__Problem statement__: Starting at the top of the entries below, write out each line up to and including the one containing "positive clicks: (106, 8)". Leave the pictures out.

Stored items
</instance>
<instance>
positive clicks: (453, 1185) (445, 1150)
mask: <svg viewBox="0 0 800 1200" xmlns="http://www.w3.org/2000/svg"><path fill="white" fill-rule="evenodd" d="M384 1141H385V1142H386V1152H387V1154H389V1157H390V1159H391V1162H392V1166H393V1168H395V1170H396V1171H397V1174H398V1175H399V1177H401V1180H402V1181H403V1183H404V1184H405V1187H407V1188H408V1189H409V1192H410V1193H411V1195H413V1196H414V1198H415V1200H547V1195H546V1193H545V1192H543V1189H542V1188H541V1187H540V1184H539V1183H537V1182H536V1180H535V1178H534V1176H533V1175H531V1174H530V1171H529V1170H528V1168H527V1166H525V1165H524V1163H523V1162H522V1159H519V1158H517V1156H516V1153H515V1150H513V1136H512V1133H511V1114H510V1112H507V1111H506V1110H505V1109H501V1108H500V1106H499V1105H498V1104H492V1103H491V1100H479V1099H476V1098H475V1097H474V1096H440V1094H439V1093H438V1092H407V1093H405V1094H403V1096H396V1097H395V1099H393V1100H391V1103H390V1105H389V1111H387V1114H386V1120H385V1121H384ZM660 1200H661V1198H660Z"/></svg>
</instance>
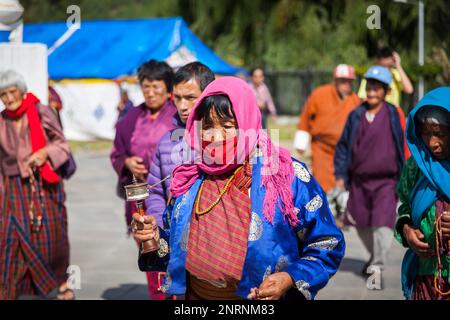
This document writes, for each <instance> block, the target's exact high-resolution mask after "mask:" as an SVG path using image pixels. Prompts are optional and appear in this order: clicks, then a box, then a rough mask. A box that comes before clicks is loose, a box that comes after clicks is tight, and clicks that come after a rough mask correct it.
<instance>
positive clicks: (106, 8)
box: [21, 0, 450, 84]
mask: <svg viewBox="0 0 450 320" xmlns="http://www.w3.org/2000/svg"><path fill="white" fill-rule="evenodd" d="M21 3H22V4H23V5H24V7H25V10H26V11H25V21H26V22H39V21H55V20H64V19H66V17H67V13H66V8H67V7H68V6H69V5H71V4H76V5H79V6H80V8H81V15H82V19H114V18H144V17H167V16H182V17H183V18H184V19H185V20H186V21H187V22H188V24H189V25H190V27H191V29H192V30H193V31H194V32H195V33H196V34H197V35H198V36H199V37H200V38H201V39H202V40H203V41H205V42H206V43H207V44H208V45H209V46H210V47H212V48H213V49H214V50H215V51H216V52H217V53H218V54H219V55H220V56H222V57H223V58H224V59H226V60H227V61H229V62H231V63H233V64H236V65H240V66H245V67H251V66H255V65H260V66H264V67H266V68H268V69H277V70H280V69H283V70H285V69H295V68H305V67H315V68H320V69H331V68H332V67H333V66H334V65H336V64H337V63H351V64H353V65H355V66H356V67H357V70H358V71H359V72H362V71H363V70H364V69H365V68H366V67H367V66H368V65H369V64H370V63H371V62H372V60H371V58H372V56H373V55H374V53H375V51H376V48H377V47H378V46H380V45H390V46H392V47H394V48H395V49H396V50H397V51H398V52H399V53H400V54H401V56H402V59H403V64H404V65H405V67H406V69H407V70H408V71H409V73H410V74H412V77H413V79H415V78H416V75H417V74H419V73H422V74H426V75H430V76H433V77H434V78H435V80H436V81H438V82H439V83H441V84H444V83H448V82H449V81H450V80H449V62H448V60H449V59H448V50H449V46H450V23H449V21H450V11H449V10H448V0H428V1H427V0H426V1H425V9H426V15H425V16H426V18H425V21H426V23H425V43H426V65H425V66H424V67H419V66H418V63H417V46H418V40H417V33H418V10H417V6H416V5H406V4H401V3H396V2H394V1H393V0H334V1H333V0H303V1H301V0H221V1H217V0H163V1H161V0H148V1H143V0H136V1H123V0H99V1H92V0H80V1H74V0H53V1H50V0H22V1H21ZM373 4H375V5H378V6H379V7H380V9H381V29H379V30H378V29H374V30H369V29H368V28H367V26H366V21H367V18H368V17H369V14H368V13H367V7H368V6H369V5H373Z"/></svg>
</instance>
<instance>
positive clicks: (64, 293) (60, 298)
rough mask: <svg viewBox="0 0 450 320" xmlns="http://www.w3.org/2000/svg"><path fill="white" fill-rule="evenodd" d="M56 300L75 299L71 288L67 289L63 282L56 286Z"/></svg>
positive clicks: (71, 299) (73, 293)
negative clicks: (59, 285)
mask: <svg viewBox="0 0 450 320" xmlns="http://www.w3.org/2000/svg"><path fill="white" fill-rule="evenodd" d="M56 300H75V294H74V293H73V290H72V289H69V287H68V286H67V284H63V285H62V286H60V287H59V288H58V294H57V296H56Z"/></svg>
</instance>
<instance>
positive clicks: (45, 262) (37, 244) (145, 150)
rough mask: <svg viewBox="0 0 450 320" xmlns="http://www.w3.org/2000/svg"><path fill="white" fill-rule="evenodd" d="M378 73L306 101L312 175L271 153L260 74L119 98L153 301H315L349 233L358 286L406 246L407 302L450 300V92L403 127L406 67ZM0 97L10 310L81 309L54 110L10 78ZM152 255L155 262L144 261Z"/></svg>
mask: <svg viewBox="0 0 450 320" xmlns="http://www.w3.org/2000/svg"><path fill="white" fill-rule="evenodd" d="M377 59H378V60H377V61H376V64H375V65H374V66H372V67H371V68H369V69H368V71H367V72H366V73H365V74H364V76H363V81H362V83H361V88H360V90H359V92H358V93H357V92H353V85H354V82H355V80H356V75H355V70H354V69H353V67H352V66H350V65H345V64H341V65H338V66H336V67H335V69H334V70H333V74H332V81H331V82H330V83H329V84H325V85H322V86H319V87H317V88H316V89H315V90H314V91H313V92H312V93H311V95H310V96H309V98H308V99H307V100H306V102H305V104H304V106H303V108H302V109H301V110H302V111H301V114H300V119H299V125H298V130H297V132H296V134H295V139H294V145H293V149H295V150H296V151H298V154H299V155H300V156H301V157H302V158H305V153H306V152H308V150H311V155H312V157H311V165H310V166H307V165H306V164H305V163H303V162H300V161H298V160H296V159H295V158H293V157H292V156H291V152H290V151H289V150H287V149H285V148H282V147H280V146H278V145H276V144H275V143H274V142H273V141H272V140H271V135H270V131H268V130H266V128H267V123H268V122H267V121H268V119H269V117H271V118H272V120H273V121H272V122H274V123H276V121H275V120H276V118H277V111H276V107H275V104H274V102H273V99H272V97H271V94H270V91H269V89H268V87H267V86H266V84H265V82H264V71H263V70H262V69H261V68H255V69H253V70H251V72H250V81H249V82H247V81H245V80H244V79H242V77H230V76H216V75H214V73H213V72H212V71H211V70H210V69H209V68H208V67H207V66H206V65H204V64H202V63H200V62H193V63H189V64H186V65H185V66H183V67H181V68H179V69H178V70H177V71H176V72H174V70H173V69H172V68H171V67H170V66H169V65H168V64H167V63H165V62H161V61H155V60H150V61H147V62H145V63H144V64H142V65H141V67H140V68H139V70H138V74H137V77H138V81H139V84H140V87H141V89H142V93H143V97H144V102H143V103H142V104H140V105H138V106H133V105H132V103H131V101H130V100H129V99H128V96H127V94H126V92H123V91H122V92H121V103H120V105H119V107H118V110H119V112H120V115H119V120H118V122H117V124H116V135H115V138H114V141H113V148H112V151H111V154H110V160H111V163H112V166H113V168H114V171H115V172H116V174H117V177H118V180H117V185H116V193H117V195H118V196H119V197H121V198H122V199H123V203H124V212H125V222H126V228H127V229H126V230H127V232H128V233H129V234H130V236H132V237H133V239H134V241H135V242H136V250H139V258H138V261H137V264H136V268H139V269H140V270H141V271H143V272H145V275H146V277H147V284H148V291H149V295H150V299H152V300H163V299H187V300H221V299H226V300H241V299H255V300H278V299H308V300H310V299H314V298H315V297H316V295H317V294H318V292H319V291H320V290H321V289H322V288H324V287H325V286H326V285H327V283H328V282H329V280H330V278H331V277H332V276H333V275H334V274H335V273H336V272H338V270H339V266H340V264H341V262H342V259H343V258H344V255H345V253H346V252H345V249H346V245H345V239H344V233H343V231H342V230H343V229H345V228H347V227H350V226H351V227H353V228H355V229H356V231H357V234H358V236H359V237H360V239H361V241H362V243H363V244H364V246H365V248H366V249H367V251H368V252H369V253H370V259H369V260H368V261H367V263H366V265H365V266H364V268H363V270H361V273H362V275H367V276H368V273H367V272H368V270H370V268H371V267H374V266H376V267H378V268H379V269H380V270H381V271H383V270H384V268H385V265H386V259H387V255H388V252H389V249H390V247H391V244H392V241H393V240H394V239H396V240H398V241H399V242H400V243H401V244H402V245H403V246H404V247H406V248H408V250H407V251H406V254H405V257H404V260H403V263H402V270H401V272H402V274H401V283H398V285H399V286H401V287H402V289H403V293H404V296H405V298H406V299H413V300H429V299H449V297H450V284H449V279H450V274H449V271H450V265H449V263H450V250H449V246H450V205H449V203H450V202H449V199H450V162H449V161H450V142H449V140H450V88H449V87H441V88H436V89H434V90H431V91H430V92H428V93H427V94H426V95H425V96H424V97H423V98H422V99H421V100H420V101H419V102H418V104H417V105H416V106H415V107H414V108H413V109H412V110H411V111H409V113H408V114H407V117H405V115H404V111H403V110H402V109H401V107H400V103H401V101H400V97H401V92H402V91H404V92H406V93H412V86H411V83H410V81H409V79H408V77H407V76H406V73H405V72H404V71H403V69H402V67H401V63H400V58H399V56H398V54H397V53H395V52H393V51H392V50H390V49H388V48H383V49H382V50H380V53H379V55H378V56H377ZM53 93H54V92H53ZM0 98H1V100H2V102H3V104H4V106H5V109H4V110H3V111H2V112H1V117H0V178H1V179H0V191H1V192H0V204H1V206H0V299H17V298H18V297H20V296H22V295H38V296H48V295H49V294H50V293H51V292H55V290H56V299H61V300H70V299H74V298H75V295H74V292H73V290H72V288H70V286H68V284H67V273H66V271H67V268H68V266H69V239H68V234H67V212H66V207H65V191H64V180H66V179H68V178H69V177H70V176H71V175H72V174H73V173H74V171H75V169H76V165H75V163H74V161H73V157H72V155H71V151H70V148H69V145H68V143H67V141H66V139H65V137H64V134H63V130H62V127H61V121H60V118H59V115H58V112H57V111H58V108H54V107H50V106H46V105H43V104H42V103H41V102H40V101H39V99H38V98H37V97H36V96H34V95H33V93H31V92H29V91H28V90H27V86H26V83H25V81H24V78H23V76H22V75H20V74H19V73H17V72H15V71H4V72H0ZM50 101H53V100H52V99H50ZM136 182H146V183H147V184H148V186H151V187H149V188H148V192H149V196H148V198H147V199H146V200H145V205H144V210H145V214H139V213H138V211H139V210H138V209H137V207H136V203H135V202H133V201H126V194H125V189H124V186H126V185H130V184H133V183H136ZM111 188H114V186H111ZM148 241H152V242H154V243H156V244H157V246H156V250H152V251H149V252H148V251H144V250H142V248H143V247H144V246H142V244H144V243H146V242H148ZM381 276H382V273H381Z"/></svg>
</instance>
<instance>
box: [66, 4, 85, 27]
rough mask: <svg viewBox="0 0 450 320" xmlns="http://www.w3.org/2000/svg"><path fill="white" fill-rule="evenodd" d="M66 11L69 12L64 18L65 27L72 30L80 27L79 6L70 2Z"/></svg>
mask: <svg viewBox="0 0 450 320" xmlns="http://www.w3.org/2000/svg"><path fill="white" fill-rule="evenodd" d="M66 13H67V14H70V16H69V17H68V18H67V20H66V26H67V28H68V29H72V30H79V29H81V8H80V7H79V6H77V5H74V4H72V5H70V6H68V7H67V10H66Z"/></svg>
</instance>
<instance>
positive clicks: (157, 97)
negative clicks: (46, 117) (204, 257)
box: [111, 60, 177, 299]
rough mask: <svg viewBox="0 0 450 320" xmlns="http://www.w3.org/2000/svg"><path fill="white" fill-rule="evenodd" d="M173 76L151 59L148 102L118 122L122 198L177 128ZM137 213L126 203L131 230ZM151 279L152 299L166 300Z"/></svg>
mask: <svg viewBox="0 0 450 320" xmlns="http://www.w3.org/2000/svg"><path fill="white" fill-rule="evenodd" d="M173 76H174V73H173V70H172V69H171V68H170V66H169V65H168V64H167V63H165V62H158V61H155V60H150V61H148V62H146V63H144V64H143V65H142V66H141V67H140V68H139V71H138V78H139V83H140V85H141V88H142V93H143V94H144V98H145V102H144V103H142V104H141V105H139V106H137V107H135V108H133V109H132V110H130V111H129V112H128V113H127V115H126V116H125V117H124V118H123V119H121V120H120V121H119V122H118V123H117V126H116V137H115V139H114V145H113V149H112V152H111V162H112V165H113V167H114V170H115V171H116V173H117V175H118V177H119V182H118V188H117V191H118V195H119V196H120V197H122V198H125V195H124V191H123V190H124V189H123V186H124V185H127V184H130V183H131V182H132V179H133V175H134V176H135V177H136V178H137V180H138V181H142V182H144V181H146V179H147V175H148V170H149V167H150V164H151V160H152V159H153V155H154V153H155V150H156V146H157V145H158V142H159V140H161V137H162V136H163V135H164V134H165V133H166V132H168V131H170V130H172V129H174V127H175V124H174V123H173V121H172V119H173V117H174V116H175V114H176V113H177V109H176V107H175V105H174V104H173V102H172V100H171V92H172V85H173V83H172V82H173ZM133 211H134V208H133V205H132V204H130V203H129V202H125V217H126V222H127V226H128V230H130V229H129V226H130V223H131V217H132V213H133ZM147 278H148V284H149V291H150V297H151V299H158V298H163V297H164V295H162V294H160V293H158V292H157V291H156V287H157V283H156V282H157V280H156V279H157V274H156V275H155V274H147Z"/></svg>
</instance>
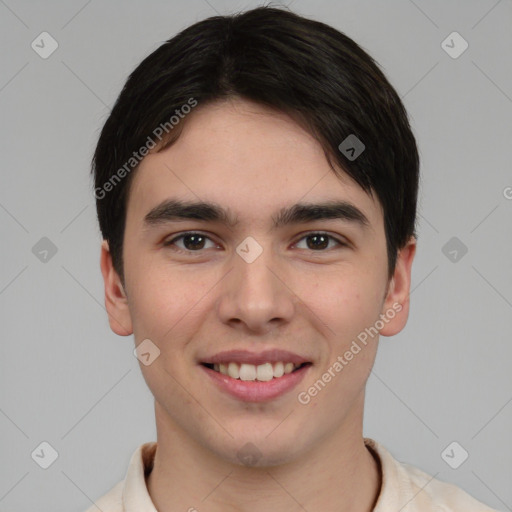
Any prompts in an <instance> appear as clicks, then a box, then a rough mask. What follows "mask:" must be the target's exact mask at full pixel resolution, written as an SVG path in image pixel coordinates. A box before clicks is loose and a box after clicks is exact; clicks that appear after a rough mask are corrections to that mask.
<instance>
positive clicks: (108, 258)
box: [100, 240, 133, 336]
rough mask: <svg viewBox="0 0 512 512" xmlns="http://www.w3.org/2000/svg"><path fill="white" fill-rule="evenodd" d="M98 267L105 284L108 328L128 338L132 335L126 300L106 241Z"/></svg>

__Response__:
</instance>
<instance>
positive clicks: (453, 1185) (445, 1150)
mask: <svg viewBox="0 0 800 1200" xmlns="http://www.w3.org/2000/svg"><path fill="white" fill-rule="evenodd" d="M384 1141H385V1142H386V1152H387V1154H389V1157H390V1159H391V1162H392V1166H393V1168H395V1170H396V1171H397V1174H398V1175H399V1177H401V1180H402V1181H403V1183H404V1184H405V1187H407V1188H408V1189H409V1192H410V1193H411V1195H413V1196H414V1198H415V1200H547V1195H546V1193H545V1192H543V1189H542V1188H541V1187H540V1184H539V1183H537V1182H536V1180H535V1178H534V1176H533V1175H531V1174H530V1171H529V1170H528V1168H527V1166H525V1165H524V1163H523V1162H522V1159H519V1158H517V1156H516V1153H515V1150H513V1136H512V1133H511V1114H510V1112H507V1111H506V1110H505V1109H501V1108H500V1106H499V1105H498V1104H492V1103H491V1100H479V1099H476V1098H475V1097H474V1096H440V1094H439V1093H438V1092H407V1093H405V1094H403V1096H396V1097H395V1099H393V1100H391V1103H390V1105H389V1111H387V1114H386V1120H385V1121H384ZM660 1200H661V1198H660Z"/></svg>
</instance>
This document writes, for each <instance> block, the target's exact high-resolution mask after "mask:" as an SVG path using image pixels. Prompts are optional and appear in this order: clicks, then a box, then a rough mask. A box that comes before clicks is loose, a box that comes after clicks is tight, and clicks that come after a rough mask correct it.
<instance>
positive clicks: (106, 8)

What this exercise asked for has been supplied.